* Extracted text:
********

A balanced corpus matters because it deliberately mixes registers, so its ranks are not skewed toward one genre. Novel-derived lists over-represent literary vocabulary. Subtitle- or Wikipedia-derived lists over-represent conversational or encyclopedic vocabulary. That is why coverage figures differ across lists, and why any honest figure has to name the corpus behind it.

Counting words in vs. applying a list out

Nation notes another reason figures vary: coverage measured by counting the words that actually occur in a corpus reads higher, for the same number of words, than coverage measured by applying a frequency-rank list to an independent text.³ The method, not just the corpus, moves the number.

The 95% and 98% comprehension thresholds

If 80% coverage leaves a reader stranded, the next question is how much coverage is enough. The research that answers it is English-corpus work. The principle transfers to Japanese even where the exact word counts do not. That same 95-to-98% band is the comprehension threshold you aim for when choosing how easy your input should be.

Hu and Nation (2000) found that 95% coverage is the level at which a minority of readers reach adequate comprehension. A regression model indicated that 98% coverage, one unknown word in fifty, "would be needed for most learners to gain adequate comprehension."⁴

Nation (2006) translated those thresholds into vocabulary size: "If 98% coverage of a text is needed for unassisted comprehension, then a 8,000 to 9,000 word-family vocabulary is needed for comprehension of written text and a vocabulary of 6,000 to 7,000 for spoken text."³ About 4,000 word families plus proper nouns reach roughly 95% coverage.³ Laufer and Ravenhorst-Kalovski (2010) put the "optimal" threshold near 8,000 families for 98%. They put an acceptable threshold near 4,000–5,000 families for 95%.¹⁰

These word-family counts are English, not Japanese targets

The 4,000 / 8,000 word-family figures are derived from English BNC data.³⁴¹⁰ The principle transfers to Japanese: unaided reading needs far more than 80% coverage. The precise counts do not necessarily transfer. Do not treat "8,000 word families" as a proven Japanese reading target.

The thresholds also need a hedge. Even at 98% coverage, few L2 learners in some studies gained adequate comprehension. The influential 98% figure rests on a single regression with 66 university students, with mixed replication since.³⁴ State the threshold, but do not oversell its precision.

The diminishing-returns argument

The curve is not just a description. It is an instruction for how to spend study time.

Why frequency order beats textbook or random order early on

Because the curve is steep at the top, the earliest words you learn each return the most coverage per word. In the English analyses above, the first 1,000 families covered about 78–81% of running words. The sixth 1,000 added under one percentage point.³ Learning high-frequency words first maximizes comprehension gained per word studied.

The pedagogical implication is stated directly in the literature: high-frequency words deserve first priority, and learners should build a good command of them before chasing rarer vocabulary.³

Textbook order is organized by grammar and theme. Random order ignores frequency entirely. Both spend early effort on lower-coverage words and climb the curve more slowly than frequency order does.

********

Records

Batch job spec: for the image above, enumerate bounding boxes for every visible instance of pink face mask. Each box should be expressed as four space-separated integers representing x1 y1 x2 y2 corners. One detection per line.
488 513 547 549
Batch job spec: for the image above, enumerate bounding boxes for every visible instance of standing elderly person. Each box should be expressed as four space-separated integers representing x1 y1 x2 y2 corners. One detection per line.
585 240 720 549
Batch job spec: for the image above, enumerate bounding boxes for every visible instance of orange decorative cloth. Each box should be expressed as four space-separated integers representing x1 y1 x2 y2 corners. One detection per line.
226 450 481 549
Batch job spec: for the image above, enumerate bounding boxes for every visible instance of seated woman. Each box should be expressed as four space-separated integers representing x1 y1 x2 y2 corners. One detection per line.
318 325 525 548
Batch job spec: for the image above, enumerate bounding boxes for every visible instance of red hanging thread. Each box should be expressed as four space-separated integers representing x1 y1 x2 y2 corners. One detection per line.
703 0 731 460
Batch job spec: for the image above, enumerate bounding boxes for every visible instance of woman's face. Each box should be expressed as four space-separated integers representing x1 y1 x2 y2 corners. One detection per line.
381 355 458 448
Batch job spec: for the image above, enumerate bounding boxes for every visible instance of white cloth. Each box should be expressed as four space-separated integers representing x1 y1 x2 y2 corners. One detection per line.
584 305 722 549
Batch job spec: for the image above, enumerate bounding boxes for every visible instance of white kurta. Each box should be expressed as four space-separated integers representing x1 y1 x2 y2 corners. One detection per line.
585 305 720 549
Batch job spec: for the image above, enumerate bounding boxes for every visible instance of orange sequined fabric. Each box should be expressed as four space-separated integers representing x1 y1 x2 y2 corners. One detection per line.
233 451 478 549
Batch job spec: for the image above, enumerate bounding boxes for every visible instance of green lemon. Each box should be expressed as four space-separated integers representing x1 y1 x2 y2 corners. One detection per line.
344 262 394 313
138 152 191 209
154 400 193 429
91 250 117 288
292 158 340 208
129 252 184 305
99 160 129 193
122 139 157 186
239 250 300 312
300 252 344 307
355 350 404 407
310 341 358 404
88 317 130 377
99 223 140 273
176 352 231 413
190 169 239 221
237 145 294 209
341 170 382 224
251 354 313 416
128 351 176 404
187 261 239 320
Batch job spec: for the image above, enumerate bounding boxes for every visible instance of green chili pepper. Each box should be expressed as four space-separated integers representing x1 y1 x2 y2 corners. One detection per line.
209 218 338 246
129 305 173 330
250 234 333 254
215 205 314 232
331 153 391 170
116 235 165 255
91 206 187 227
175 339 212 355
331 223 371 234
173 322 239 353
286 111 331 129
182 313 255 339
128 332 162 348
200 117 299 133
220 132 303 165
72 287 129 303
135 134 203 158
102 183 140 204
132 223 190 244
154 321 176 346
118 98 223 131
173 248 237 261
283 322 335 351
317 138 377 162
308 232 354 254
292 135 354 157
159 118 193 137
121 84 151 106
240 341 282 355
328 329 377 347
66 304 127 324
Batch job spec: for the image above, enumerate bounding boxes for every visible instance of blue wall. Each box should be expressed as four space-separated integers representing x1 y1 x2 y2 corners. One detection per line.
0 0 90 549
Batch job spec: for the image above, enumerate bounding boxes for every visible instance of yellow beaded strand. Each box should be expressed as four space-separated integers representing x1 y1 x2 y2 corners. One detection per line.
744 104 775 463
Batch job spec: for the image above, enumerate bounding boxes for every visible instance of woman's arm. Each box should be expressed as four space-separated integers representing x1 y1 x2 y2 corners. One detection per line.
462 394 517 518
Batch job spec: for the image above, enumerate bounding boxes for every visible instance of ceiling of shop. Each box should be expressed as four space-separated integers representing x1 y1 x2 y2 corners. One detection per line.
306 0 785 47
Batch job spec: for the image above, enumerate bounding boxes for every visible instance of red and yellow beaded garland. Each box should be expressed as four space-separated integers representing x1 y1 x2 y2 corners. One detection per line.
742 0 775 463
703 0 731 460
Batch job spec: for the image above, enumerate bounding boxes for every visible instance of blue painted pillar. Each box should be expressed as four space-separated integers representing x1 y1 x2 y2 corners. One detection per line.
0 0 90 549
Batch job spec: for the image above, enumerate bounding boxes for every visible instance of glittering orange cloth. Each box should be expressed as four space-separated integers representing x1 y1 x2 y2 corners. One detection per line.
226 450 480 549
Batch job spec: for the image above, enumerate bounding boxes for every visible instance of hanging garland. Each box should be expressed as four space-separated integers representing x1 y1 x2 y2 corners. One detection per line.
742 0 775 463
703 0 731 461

********

* Directions for this task: Carry on the passage on vocabulary coverage, picking up directly after its final sentence. The lines above have no connection to the passage on vocabulary coverage.

* Written reply:
Where the curve stops paying and immersion takes over

Past the top few thousand words, each additional 1,000 buys progressively less coverage. The remaining words grow increasingly domain- and topic-specific.³ Nation's own example: words like surf or asteroid dominate a single text only because that text is about surfing or astronomy, not because they are generally frequent.³

Once you have climbed the steep part, grinding a generic frequency list returns little. The efficient source of further vocabulary becomes reading and immersion, harvesting words in context where they actually matter to you.

Good to know

Why your textbook's word count doesn't match the curve

Textbook and JLPT vocabulary targets count headwords or word families, which are dictionary-style units. Coverage figures count running tokens.³⁵ "Words to know" and "words of coverage" are different quantities, which is why a textbook's vocabulary count rarely lines up with a coverage percentage. Because families are coarser than lemmas, which are coarser than types, "5,000 words" can mean very different real workloads depending on the unit.⁶⁵

The "1 word in 5" trap in real reading

80% coverage sounds high, but it means one running word in five is unknown. At that density, "no one gained adequate comprehension" in the Hu and Nation experiment.⁴ The felt difficulty is worse than the number suggests because the unknown words cluster on content words, the nouns and verbs that carry the meaning. The known 80% is disproportionately function words.

The pattern is visible in ordinary sentences. The particles and copula (forms like です / だ, often translated as "is" or "are") below are among the highest-frequency items in any Japanese corpus, so the meaning hinges on a handful of content words.

土曜日どようびは週しゅうの最後さいごの日ひです。¹¹
"Saturday is the last day of the week."

結局けっきょくは誰だれでも自分じぶんで学まなぶしかない。¹²
"Everyone must learn on their own in the end."

我々われわれは、最善さいぜんを尽つくしさえすればよいのだ。¹³
"All we have to do is to try our best."

In each sentence, the particles (は, の, を, で, さえ, ば) and the copula (です / だ) are cheap, high-frequency coverage. The load is carried by content words such as 土曜日, 週, 学ぶ, and 最善.

Particles and function words inflate spoken coverage

A large share of the very top frequency ranks in Japanese are grammatical particles and copula or auxiliary forms (は, が, の, を, に, です, and so on). Spoken language leans on these even more heavily than written language does. That is why spoken coverage at a given rank tends to exceed written coverage.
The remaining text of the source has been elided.